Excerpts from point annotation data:
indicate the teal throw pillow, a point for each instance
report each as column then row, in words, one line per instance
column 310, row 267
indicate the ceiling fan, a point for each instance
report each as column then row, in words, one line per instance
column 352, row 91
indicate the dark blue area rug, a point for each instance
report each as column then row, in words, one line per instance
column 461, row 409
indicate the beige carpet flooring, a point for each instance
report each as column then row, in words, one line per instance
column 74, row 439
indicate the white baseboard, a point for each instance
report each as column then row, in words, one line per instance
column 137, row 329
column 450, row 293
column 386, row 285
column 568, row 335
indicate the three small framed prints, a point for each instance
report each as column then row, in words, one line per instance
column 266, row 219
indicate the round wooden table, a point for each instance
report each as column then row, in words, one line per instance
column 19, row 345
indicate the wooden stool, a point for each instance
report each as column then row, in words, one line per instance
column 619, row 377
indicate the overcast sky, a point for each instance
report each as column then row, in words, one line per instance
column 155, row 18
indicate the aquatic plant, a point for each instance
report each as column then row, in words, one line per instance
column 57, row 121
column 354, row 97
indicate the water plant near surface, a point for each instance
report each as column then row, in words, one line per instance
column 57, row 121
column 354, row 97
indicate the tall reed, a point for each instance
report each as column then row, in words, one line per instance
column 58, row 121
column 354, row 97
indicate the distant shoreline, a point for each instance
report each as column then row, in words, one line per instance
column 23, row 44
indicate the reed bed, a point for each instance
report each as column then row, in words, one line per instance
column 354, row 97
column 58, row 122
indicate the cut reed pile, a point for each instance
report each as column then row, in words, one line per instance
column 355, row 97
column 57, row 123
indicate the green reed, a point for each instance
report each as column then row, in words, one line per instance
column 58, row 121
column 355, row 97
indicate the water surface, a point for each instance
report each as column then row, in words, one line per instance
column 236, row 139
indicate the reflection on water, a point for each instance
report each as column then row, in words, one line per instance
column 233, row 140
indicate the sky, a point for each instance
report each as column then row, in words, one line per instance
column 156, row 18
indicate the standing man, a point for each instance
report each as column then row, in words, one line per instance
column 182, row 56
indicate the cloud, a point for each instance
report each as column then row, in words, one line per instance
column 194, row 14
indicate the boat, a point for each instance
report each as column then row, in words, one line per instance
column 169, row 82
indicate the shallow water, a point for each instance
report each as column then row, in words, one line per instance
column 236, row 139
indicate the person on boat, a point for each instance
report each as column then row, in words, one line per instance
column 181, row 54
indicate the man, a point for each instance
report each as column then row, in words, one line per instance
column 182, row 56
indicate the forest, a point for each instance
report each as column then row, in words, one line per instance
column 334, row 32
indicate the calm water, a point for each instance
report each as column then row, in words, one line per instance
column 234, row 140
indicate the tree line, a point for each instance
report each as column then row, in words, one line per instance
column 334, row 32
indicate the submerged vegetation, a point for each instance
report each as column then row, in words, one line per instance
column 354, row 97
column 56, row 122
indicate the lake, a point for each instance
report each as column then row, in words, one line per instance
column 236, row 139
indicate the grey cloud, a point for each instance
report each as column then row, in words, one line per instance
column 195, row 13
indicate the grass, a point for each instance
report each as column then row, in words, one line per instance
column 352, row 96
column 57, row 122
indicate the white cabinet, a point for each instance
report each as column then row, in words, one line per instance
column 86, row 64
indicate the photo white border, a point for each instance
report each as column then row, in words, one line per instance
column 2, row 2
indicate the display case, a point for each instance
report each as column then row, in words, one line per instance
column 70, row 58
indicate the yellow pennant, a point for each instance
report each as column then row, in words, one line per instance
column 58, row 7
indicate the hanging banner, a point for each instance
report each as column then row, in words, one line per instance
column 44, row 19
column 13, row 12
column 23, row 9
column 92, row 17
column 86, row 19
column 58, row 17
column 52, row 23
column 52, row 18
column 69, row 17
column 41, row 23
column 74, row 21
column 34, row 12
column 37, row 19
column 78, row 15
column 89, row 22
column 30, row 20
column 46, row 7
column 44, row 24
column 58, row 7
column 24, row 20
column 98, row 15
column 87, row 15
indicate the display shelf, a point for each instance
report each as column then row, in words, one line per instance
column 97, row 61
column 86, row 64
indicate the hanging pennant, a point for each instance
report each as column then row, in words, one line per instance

» EXERCISE DIRECTIONS:
Repeat exactly the lines from the line containing "indicate the display shelf, a" through the last line of the records above, including both, and nothing else.

» RESULT OF THE TASK:
indicate the display shelf, a point for each instance
report each as column then row, in words, one line per instance
column 97, row 61
column 86, row 64
indicate the hanging pennant, a point for each instance
report each as column then row, in words, one line per instance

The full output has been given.